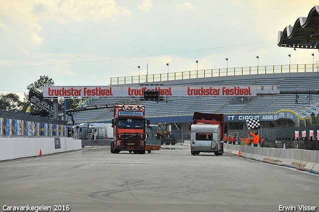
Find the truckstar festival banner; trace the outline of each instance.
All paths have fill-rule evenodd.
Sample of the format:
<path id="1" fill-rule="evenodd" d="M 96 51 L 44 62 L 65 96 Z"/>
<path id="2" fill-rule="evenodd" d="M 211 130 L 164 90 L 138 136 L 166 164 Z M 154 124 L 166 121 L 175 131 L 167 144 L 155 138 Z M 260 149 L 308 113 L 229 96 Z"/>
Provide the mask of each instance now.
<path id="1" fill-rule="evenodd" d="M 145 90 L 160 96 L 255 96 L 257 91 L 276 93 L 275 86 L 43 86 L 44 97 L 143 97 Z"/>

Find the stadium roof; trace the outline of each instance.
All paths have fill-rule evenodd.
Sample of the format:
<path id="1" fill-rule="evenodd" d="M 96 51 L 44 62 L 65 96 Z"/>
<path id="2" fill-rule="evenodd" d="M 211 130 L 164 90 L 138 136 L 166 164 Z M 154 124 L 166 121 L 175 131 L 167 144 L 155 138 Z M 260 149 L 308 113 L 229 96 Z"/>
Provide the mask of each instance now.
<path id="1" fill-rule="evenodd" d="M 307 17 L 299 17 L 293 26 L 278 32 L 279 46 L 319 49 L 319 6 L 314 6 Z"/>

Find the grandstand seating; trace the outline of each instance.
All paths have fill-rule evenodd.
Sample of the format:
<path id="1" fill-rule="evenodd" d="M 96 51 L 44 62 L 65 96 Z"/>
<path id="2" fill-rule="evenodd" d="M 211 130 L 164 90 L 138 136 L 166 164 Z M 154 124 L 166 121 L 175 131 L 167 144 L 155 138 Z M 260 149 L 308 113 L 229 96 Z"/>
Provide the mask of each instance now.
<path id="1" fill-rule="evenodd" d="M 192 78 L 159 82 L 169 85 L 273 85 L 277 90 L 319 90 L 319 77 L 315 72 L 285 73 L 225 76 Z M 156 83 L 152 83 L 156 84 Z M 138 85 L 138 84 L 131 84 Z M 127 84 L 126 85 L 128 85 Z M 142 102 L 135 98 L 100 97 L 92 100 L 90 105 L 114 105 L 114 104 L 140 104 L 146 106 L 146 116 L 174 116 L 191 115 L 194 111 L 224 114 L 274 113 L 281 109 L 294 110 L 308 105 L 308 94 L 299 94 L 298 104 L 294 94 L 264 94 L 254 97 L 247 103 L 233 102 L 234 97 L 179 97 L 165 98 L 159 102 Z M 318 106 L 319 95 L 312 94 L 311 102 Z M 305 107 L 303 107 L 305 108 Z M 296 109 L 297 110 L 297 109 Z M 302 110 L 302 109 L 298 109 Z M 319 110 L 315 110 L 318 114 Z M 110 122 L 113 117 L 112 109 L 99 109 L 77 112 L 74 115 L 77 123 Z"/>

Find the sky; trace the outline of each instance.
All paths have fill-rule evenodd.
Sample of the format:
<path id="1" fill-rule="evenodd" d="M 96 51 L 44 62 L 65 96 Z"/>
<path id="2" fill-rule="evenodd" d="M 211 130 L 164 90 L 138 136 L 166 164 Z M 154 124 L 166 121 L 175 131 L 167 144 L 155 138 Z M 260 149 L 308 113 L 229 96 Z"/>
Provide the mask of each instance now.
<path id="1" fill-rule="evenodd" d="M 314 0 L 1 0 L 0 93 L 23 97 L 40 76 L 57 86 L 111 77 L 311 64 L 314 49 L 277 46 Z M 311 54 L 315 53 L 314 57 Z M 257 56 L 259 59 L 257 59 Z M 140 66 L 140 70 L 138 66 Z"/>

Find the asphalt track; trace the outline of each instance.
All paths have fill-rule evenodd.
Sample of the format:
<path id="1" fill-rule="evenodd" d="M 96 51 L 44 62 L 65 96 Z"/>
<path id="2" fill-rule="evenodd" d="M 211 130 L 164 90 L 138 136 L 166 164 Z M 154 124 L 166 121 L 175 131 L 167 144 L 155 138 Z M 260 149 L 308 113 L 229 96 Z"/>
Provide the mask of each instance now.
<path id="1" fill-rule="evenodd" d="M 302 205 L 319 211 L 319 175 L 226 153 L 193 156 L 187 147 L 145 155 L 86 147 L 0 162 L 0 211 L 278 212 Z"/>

Work to do: Copy out the rows from the line containing "Find the sky;" through the end of the rows, both ends included, word for word.

Answer:
Find the sky; trace the outline of each instance.
All paths have fill-rule evenodd.
Sample of the format:
<path id="1" fill-rule="evenodd" d="M 96 51 L 44 62 L 65 96 Z"/>
<path id="2" fill-rule="evenodd" d="M 211 130 L 164 90 L 138 136 L 166 164 Z M 154 124 L 166 121 L 175 131 L 167 144 L 155 138 Z M 260 149 L 308 113 L 229 96 Z"/>
Provide the mask of each instance now.
<path id="1" fill-rule="evenodd" d="M 314 0 L 1 0 L 0 93 L 23 97 L 40 76 L 57 86 L 111 77 L 311 64 L 314 49 L 277 46 Z M 311 54 L 315 53 L 314 57 Z M 257 56 L 259 59 L 257 59 Z M 140 66 L 140 70 L 138 66 Z"/>

Find the asphalt track; trace the outline of each instance.
All paths have fill-rule evenodd.
Sample of the format:
<path id="1" fill-rule="evenodd" d="M 96 51 L 44 62 L 65 96 Z"/>
<path id="2" fill-rule="evenodd" d="M 211 130 L 164 90 L 138 136 L 166 164 Z M 154 124 L 166 121 L 175 131 L 167 144 L 155 138 Z M 260 149 L 308 113 L 229 96 Z"/>
Provide the mask of each instance now.
<path id="1" fill-rule="evenodd" d="M 302 205 L 319 211 L 319 175 L 226 153 L 193 156 L 187 147 L 145 155 L 86 147 L 0 162 L 0 211 L 278 212 Z"/>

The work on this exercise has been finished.